### Exercise aim:
Reproduce the passage from the post on Pytest's cache directory below word for word, beginning at the words "The --lf flag" and stopping after "was being strange?!".

### Selected excerpt:
This post is about sanity checking. It was written at the end of 2019, but not published until the end of 2022. The underlying change to Pytest’s cache directories was made in 3.8.1, released at the end of 2018.
- You can check any path, real or imaginary, with git check-ignore to see if Git will ignore it or not.
- Pytest prevents its cache directory .pytest_cache from getting into Git repositories by adding a .gitignore file inside them.
The (long) story 📜
While working on a project using Pytest, pytest --lf was not selecting all possible tests.
The --lf flag tells Pytest to run the tests that failed in the last run and those test IDs are stored in Pytest’s cache.
To ensure that I started from a clean place, I went to clean out the .pytest_cache directory. But while I was looking at that directory, I had a mild panic - I had completely forgotten to add it to project’s .gitignore file!
Had I accidentally committed the .pytest_cache dir?!
Was this why pytest --lf was being strange?!
Not in Git
Firstly, I was able to reassure myself that I’d not accidentally committed the cache directory: git log can accept a path, so when git log -- .pytest_cache came back empty, this was reassuring. It was not committed to the repo!
However, there was no entry for .pytest_cache in .gitignore.
I usually populate the .gitignore for Python projects by lifting the lines that I want from the Github gitignore repo, but I’d forgotten to copy over the line for .pytest_cache.
Why is the .pytest_cache directory being ignored by Git if I’ve not written a pattern for it into .gitignore?
Checking ignored files
My guess was one of the existing patterns in .gitignore might be matching the .pytest_cache path. To check this I went through deleting lines from the file until it was empty. But even with an empty ignore file, .pytest_cache still did not get picked up by Git!

### Data extract:
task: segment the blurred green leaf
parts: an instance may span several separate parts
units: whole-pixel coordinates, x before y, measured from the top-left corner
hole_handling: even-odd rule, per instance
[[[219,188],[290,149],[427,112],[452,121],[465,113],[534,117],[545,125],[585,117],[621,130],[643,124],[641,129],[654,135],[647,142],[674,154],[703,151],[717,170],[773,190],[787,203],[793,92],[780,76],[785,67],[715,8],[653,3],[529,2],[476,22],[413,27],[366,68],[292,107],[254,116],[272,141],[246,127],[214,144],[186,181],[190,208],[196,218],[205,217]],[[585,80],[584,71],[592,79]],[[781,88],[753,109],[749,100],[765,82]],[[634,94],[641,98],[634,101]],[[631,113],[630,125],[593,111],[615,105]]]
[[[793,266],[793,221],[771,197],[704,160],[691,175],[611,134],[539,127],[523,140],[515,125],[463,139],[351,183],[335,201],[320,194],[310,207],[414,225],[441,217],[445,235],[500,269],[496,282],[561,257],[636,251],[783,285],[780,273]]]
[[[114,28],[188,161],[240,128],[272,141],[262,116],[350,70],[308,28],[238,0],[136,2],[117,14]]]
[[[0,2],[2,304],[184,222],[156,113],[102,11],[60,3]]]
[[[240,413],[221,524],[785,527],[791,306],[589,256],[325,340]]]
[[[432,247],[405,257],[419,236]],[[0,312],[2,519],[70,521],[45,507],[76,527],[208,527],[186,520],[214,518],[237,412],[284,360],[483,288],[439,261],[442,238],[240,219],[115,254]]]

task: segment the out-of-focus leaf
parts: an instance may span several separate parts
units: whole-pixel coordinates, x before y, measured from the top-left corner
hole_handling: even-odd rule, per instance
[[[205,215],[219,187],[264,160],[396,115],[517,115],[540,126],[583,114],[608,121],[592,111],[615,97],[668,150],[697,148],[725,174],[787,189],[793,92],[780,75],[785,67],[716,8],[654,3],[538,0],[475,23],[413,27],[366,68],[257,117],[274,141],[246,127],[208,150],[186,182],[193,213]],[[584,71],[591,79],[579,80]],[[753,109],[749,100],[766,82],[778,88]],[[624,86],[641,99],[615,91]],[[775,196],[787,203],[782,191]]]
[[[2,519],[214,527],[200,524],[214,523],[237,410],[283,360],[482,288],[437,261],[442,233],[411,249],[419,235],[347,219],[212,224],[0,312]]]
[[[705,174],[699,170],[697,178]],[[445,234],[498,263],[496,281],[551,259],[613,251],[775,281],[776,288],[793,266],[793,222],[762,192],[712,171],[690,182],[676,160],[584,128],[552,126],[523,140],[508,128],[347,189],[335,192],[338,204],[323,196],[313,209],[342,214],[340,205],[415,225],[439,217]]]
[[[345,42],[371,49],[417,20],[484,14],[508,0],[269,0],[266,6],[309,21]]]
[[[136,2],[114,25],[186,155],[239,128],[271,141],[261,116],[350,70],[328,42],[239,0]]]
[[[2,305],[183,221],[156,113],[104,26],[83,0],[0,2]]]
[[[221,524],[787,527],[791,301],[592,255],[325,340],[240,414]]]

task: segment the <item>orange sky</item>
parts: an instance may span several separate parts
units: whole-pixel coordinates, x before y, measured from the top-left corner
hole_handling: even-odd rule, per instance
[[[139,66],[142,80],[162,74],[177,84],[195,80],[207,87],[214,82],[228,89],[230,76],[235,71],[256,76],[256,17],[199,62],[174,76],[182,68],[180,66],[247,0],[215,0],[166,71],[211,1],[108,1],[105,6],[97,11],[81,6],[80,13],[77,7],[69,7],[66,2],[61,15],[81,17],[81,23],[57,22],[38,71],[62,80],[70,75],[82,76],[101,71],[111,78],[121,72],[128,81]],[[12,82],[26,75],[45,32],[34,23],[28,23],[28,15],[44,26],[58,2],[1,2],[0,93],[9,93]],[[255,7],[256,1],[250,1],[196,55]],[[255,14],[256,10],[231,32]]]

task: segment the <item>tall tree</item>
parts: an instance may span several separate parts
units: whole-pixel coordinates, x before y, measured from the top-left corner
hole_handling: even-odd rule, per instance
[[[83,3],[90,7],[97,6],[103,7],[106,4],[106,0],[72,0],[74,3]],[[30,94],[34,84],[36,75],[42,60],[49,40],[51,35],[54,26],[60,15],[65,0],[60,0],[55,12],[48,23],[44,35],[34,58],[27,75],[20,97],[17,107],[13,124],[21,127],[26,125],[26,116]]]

### Solution:
The --lf flag tells Pytest to run the tests that failed in the last run and those test IDs are stored in Pytest’s cache.
To ensure that I started from a clean place, I went to clean out the .pytest_cache directory. But while I was looking at that directory, I had a mild panic - I had completely forgotten to add it to project’s .gitignore file!
Had I accidentally committed the .pytest_cache dir?!
Was this why pytest --lf was being strange?!